_Supplied data_
>>>>

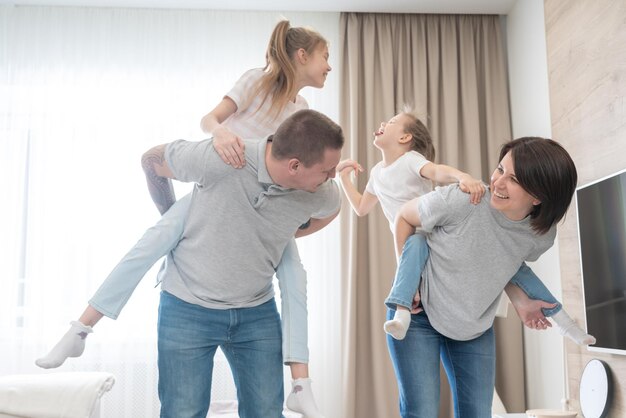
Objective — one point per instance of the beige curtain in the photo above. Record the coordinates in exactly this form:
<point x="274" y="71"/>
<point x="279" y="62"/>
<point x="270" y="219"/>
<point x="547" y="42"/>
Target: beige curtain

<<<<

_Short exercise_
Please write out the entries above word for word, leaving out the picture.

_Written response_
Objective — one point per instance of the beige curtain in the photo above. Record the coordinates in exactly this form:
<point x="274" y="71"/>
<point x="279" y="62"/>
<point x="270" y="219"/>
<point x="547" y="42"/>
Target: beige curtain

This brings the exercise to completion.